RECORDS FOR THE TASK =>
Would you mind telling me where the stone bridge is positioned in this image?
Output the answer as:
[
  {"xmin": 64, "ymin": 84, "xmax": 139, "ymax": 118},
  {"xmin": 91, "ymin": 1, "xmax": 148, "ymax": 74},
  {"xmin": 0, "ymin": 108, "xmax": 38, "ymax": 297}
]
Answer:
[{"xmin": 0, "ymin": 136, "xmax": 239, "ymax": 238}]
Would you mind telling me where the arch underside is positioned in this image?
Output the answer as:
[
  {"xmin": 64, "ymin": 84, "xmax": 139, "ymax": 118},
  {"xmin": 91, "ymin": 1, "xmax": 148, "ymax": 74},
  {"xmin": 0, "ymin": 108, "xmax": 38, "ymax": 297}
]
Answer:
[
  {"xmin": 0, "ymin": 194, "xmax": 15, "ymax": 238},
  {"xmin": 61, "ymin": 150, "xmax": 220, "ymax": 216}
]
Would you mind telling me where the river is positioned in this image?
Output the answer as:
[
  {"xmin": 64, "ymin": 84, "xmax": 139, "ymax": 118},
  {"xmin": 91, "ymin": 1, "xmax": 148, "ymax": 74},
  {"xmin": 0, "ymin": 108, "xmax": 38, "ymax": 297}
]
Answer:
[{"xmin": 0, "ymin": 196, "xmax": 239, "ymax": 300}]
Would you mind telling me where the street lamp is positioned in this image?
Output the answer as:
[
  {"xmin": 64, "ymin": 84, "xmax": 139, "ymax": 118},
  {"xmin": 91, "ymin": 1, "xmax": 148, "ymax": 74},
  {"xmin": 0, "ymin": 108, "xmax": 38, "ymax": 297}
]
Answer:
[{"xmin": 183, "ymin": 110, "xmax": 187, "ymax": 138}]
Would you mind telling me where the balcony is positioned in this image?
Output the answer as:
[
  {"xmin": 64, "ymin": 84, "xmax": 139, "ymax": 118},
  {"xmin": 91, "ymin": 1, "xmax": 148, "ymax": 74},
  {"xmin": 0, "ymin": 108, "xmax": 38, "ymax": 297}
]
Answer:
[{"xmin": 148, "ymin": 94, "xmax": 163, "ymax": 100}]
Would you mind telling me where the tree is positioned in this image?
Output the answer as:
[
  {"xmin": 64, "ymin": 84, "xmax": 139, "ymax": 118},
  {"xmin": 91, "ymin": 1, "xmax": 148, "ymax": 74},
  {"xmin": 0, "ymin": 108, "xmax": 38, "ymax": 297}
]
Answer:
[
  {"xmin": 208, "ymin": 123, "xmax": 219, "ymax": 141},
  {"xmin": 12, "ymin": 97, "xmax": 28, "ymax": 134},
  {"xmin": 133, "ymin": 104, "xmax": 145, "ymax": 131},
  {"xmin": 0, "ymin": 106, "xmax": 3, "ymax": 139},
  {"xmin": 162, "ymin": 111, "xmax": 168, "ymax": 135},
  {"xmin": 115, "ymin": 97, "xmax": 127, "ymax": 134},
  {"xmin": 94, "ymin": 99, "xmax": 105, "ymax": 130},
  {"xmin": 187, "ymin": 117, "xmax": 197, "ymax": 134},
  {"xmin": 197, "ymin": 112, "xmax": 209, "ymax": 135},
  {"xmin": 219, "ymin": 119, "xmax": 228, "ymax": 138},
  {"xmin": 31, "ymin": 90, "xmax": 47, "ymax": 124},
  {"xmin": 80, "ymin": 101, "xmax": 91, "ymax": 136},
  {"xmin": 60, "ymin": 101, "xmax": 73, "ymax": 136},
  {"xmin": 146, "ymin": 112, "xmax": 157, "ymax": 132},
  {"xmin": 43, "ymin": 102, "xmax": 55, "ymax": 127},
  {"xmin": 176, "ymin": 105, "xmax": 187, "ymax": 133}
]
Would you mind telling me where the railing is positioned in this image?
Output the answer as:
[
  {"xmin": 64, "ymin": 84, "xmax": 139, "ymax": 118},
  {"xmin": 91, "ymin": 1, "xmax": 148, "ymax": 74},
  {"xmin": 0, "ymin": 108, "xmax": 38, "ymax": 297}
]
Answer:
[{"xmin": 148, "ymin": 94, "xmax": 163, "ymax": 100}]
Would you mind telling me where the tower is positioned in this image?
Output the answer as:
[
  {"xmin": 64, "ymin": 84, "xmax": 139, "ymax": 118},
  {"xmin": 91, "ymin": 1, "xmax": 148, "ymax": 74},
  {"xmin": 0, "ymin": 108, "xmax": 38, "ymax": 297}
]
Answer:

WRITTEN PROBLEM => Set out every line of the items above as a numbered list, leaving out any blank lines.

COMPLETED EXERCISE =>
1. Would you mind telling me where the stone bridge is positioned in this image?
2. Output the answer as:
3. [
4.   {"xmin": 64, "ymin": 84, "xmax": 139, "ymax": 118},
5.   {"xmin": 91, "ymin": 1, "xmax": 148, "ymax": 74},
6.   {"xmin": 0, "ymin": 108, "xmax": 38, "ymax": 297}
7. ]
8. Answer:
9. [{"xmin": 0, "ymin": 136, "xmax": 239, "ymax": 238}]
10. Would you mind telling me where the arch underside is positioned in this image?
11. Output the answer as:
12. [
13.   {"xmin": 64, "ymin": 84, "xmax": 139, "ymax": 118},
14.   {"xmin": 91, "ymin": 1, "xmax": 148, "ymax": 74},
15.   {"xmin": 0, "ymin": 108, "xmax": 38, "ymax": 297}
16. ]
17. Answer:
18. [
19.   {"xmin": 0, "ymin": 194, "xmax": 15, "ymax": 238},
20.   {"xmin": 61, "ymin": 150, "xmax": 220, "ymax": 216}
21. ]
22. Would you mind telling me where the river is positioned in this image?
23. Output the answer as:
24. [
25.   {"xmin": 64, "ymin": 84, "xmax": 139, "ymax": 118},
26.   {"xmin": 91, "ymin": 1, "xmax": 148, "ymax": 74},
27.   {"xmin": 0, "ymin": 108, "xmax": 38, "ymax": 297}
28. ]
29. Answer:
30. [{"xmin": 0, "ymin": 196, "xmax": 239, "ymax": 300}]
31. Would you mind telling me where the street lamp is positioned in this image?
32. Output the answer as:
33. [
34.   {"xmin": 64, "ymin": 84, "xmax": 139, "ymax": 118},
35.   {"xmin": 91, "ymin": 1, "xmax": 148, "ymax": 74},
36.   {"xmin": 0, "ymin": 108, "xmax": 38, "ymax": 297}
37. ]
38. Answer:
39. [{"xmin": 183, "ymin": 110, "xmax": 187, "ymax": 138}]
40. Would you mind telling me where the balcony is positioned in this image?
41. Output the answer as:
42. [
43.   {"xmin": 64, "ymin": 84, "xmax": 139, "ymax": 118},
44.   {"xmin": 91, "ymin": 1, "xmax": 148, "ymax": 74},
45.   {"xmin": 0, "ymin": 108, "xmax": 38, "ymax": 297}
46. ]
47. Answer:
48. [{"xmin": 148, "ymin": 94, "xmax": 163, "ymax": 100}]
49. Would you mind telling me where the tree is positioned in this image?
50. Output the answer as:
51. [
52.   {"xmin": 64, "ymin": 84, "xmax": 139, "ymax": 118},
53.   {"xmin": 91, "ymin": 1, "xmax": 148, "ymax": 74},
54.   {"xmin": 0, "ymin": 108, "xmax": 38, "ymax": 297}
55. ]
56. Answer:
57. [
58.   {"xmin": 208, "ymin": 123, "xmax": 219, "ymax": 141},
59.   {"xmin": 12, "ymin": 97, "xmax": 28, "ymax": 134},
60.   {"xmin": 133, "ymin": 104, "xmax": 145, "ymax": 131},
61.   {"xmin": 0, "ymin": 106, "xmax": 3, "ymax": 139},
62.   {"xmin": 162, "ymin": 111, "xmax": 168, "ymax": 135},
63.   {"xmin": 115, "ymin": 97, "xmax": 127, "ymax": 134},
64.   {"xmin": 94, "ymin": 99, "xmax": 105, "ymax": 130},
65.   {"xmin": 187, "ymin": 117, "xmax": 197, "ymax": 134},
66.   {"xmin": 197, "ymin": 112, "xmax": 209, "ymax": 135},
67.   {"xmin": 219, "ymin": 119, "xmax": 228, "ymax": 138},
68.   {"xmin": 31, "ymin": 90, "xmax": 47, "ymax": 124},
69.   {"xmin": 80, "ymin": 101, "xmax": 91, "ymax": 136},
70.   {"xmin": 60, "ymin": 101, "xmax": 73, "ymax": 136},
71.   {"xmin": 146, "ymin": 112, "xmax": 157, "ymax": 132},
72.   {"xmin": 43, "ymin": 102, "xmax": 55, "ymax": 127},
73.   {"xmin": 176, "ymin": 105, "xmax": 187, "ymax": 133}
74. ]
75. Would you mind telling me where the railing is positioned in this image?
76. Output the answer as:
77. [
78.   {"xmin": 64, "ymin": 84, "xmax": 139, "ymax": 118},
79.   {"xmin": 91, "ymin": 1, "xmax": 148, "ymax": 74},
80.   {"xmin": 0, "ymin": 108, "xmax": 38, "ymax": 297}
81. ]
82. Answer:
83. [{"xmin": 148, "ymin": 94, "xmax": 163, "ymax": 100}]
84. Would you mind telling me where the tower is positioned in this image?
85. Output the answer as:
86. [
87.   {"xmin": 64, "ymin": 84, "xmax": 139, "ymax": 118},
88.   {"xmin": 91, "ymin": 1, "xmax": 148, "ymax": 74},
89.   {"xmin": 0, "ymin": 108, "xmax": 38, "ymax": 297}
90. ]
91. Answer:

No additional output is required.